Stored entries
● ● ●

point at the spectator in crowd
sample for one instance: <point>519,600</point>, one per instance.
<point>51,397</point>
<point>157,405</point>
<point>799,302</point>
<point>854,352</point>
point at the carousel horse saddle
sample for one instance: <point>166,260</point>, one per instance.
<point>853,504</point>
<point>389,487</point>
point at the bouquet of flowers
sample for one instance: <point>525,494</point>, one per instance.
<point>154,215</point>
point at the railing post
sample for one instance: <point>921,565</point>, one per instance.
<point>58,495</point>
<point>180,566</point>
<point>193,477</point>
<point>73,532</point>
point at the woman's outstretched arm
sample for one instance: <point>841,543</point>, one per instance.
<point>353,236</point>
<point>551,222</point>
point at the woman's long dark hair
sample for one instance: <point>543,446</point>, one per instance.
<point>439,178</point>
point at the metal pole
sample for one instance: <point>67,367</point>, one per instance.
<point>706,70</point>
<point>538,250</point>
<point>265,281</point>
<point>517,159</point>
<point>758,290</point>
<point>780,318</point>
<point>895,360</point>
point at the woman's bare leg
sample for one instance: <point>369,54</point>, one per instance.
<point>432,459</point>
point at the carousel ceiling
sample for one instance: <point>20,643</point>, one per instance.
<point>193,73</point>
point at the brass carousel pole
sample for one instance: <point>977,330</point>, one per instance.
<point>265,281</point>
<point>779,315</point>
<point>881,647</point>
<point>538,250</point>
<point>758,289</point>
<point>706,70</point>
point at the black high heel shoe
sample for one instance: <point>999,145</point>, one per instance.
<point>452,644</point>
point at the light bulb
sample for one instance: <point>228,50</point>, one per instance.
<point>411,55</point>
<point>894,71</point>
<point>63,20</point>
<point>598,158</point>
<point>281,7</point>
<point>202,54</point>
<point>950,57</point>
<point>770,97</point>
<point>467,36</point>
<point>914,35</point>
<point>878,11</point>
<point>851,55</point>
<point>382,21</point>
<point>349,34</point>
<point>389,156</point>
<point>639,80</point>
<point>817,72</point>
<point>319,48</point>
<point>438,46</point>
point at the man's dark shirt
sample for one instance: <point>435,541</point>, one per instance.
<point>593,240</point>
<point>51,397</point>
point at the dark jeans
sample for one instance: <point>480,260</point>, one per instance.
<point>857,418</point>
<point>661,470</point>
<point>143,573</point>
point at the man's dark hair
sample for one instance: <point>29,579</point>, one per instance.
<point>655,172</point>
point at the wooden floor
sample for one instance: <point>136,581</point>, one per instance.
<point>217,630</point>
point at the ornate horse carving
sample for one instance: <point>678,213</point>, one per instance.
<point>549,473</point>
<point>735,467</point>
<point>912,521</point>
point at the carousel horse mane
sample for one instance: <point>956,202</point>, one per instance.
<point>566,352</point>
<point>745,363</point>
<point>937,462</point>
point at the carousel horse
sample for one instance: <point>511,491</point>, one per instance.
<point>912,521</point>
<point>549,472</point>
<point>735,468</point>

● ● ●

WHAT IS ASKED: Copy the rows from the line that contains "point at the man's dark hair" through the last row, renaming each "carousel" to "merry-go-round" and leaving all else unchanged.

RESPONSE FOR THIS EXERCISE:
point at the man's dark hair
sample for one instance: <point>29,579</point>, one per instance.
<point>655,172</point>
point at the wooden floor
sample for one instance: <point>136,581</point>, one per instance.
<point>217,630</point>
point at the ornate horse carving
sample for one instance: <point>678,213</point>, one per instance.
<point>549,473</point>
<point>735,467</point>
<point>912,521</point>
point at the merry-go-round horse mane
sample for one instance: <point>956,202</point>, one per instance.
<point>566,352</point>
<point>745,363</point>
<point>937,462</point>
point at the merry-go-round horse
sample for one instance: <point>511,491</point>, one per instance.
<point>912,521</point>
<point>549,472</point>
<point>735,468</point>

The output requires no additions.